**待解问题**
能否把下面记录中从含有“Where can the soccer”的那一行起、到记录末尾为止的各行逐字抄写出来？首尾两行都包括在内。

位置识别项:
---------------
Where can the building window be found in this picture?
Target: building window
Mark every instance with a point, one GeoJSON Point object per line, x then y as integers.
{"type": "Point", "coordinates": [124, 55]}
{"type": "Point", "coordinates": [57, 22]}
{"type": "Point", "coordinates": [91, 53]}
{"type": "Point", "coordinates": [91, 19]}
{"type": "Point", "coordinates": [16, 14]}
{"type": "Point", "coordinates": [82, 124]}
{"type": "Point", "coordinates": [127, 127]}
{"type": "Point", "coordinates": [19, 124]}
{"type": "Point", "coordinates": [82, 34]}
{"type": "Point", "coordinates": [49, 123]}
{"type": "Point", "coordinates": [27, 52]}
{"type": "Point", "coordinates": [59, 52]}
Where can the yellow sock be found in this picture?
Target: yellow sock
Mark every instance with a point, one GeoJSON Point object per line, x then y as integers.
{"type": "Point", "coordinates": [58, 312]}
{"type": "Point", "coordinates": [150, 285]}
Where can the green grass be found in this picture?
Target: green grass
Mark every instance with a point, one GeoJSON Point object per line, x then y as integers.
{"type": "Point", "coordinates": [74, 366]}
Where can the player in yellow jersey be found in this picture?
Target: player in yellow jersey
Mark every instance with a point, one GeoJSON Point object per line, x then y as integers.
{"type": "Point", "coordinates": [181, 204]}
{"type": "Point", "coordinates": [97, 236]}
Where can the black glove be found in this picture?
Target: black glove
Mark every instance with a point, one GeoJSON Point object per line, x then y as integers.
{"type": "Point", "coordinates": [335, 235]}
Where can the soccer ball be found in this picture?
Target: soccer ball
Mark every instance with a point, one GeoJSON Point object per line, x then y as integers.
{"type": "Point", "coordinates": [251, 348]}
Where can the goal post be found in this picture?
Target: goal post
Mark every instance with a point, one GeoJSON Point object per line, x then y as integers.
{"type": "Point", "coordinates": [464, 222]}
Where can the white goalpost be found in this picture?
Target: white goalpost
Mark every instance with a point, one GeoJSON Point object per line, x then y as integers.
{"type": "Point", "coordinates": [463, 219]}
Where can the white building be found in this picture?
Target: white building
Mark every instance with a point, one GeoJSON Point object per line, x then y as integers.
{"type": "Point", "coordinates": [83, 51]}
---------------
**问题解答**
Where can the soccer ball be found in this picture?
Target: soccer ball
Mark every instance with a point, one GeoJSON Point object per line, x then y as integers.
{"type": "Point", "coordinates": [251, 348]}
Where can the goal post be found in this picture?
Target: goal post
Mark every instance with a point, one GeoJSON Point object per line, x then y as integers.
{"type": "Point", "coordinates": [464, 222]}
Where can the white goalpost be found in this picture?
Target: white goalpost
Mark every instance with a point, one GeoJSON Point object per line, x then y as integers.
{"type": "Point", "coordinates": [463, 219]}
Where can the white building be found in this picture?
Target: white building
Mark every instance with a point, one GeoJSON Point object per line, x then y as integers.
{"type": "Point", "coordinates": [83, 51]}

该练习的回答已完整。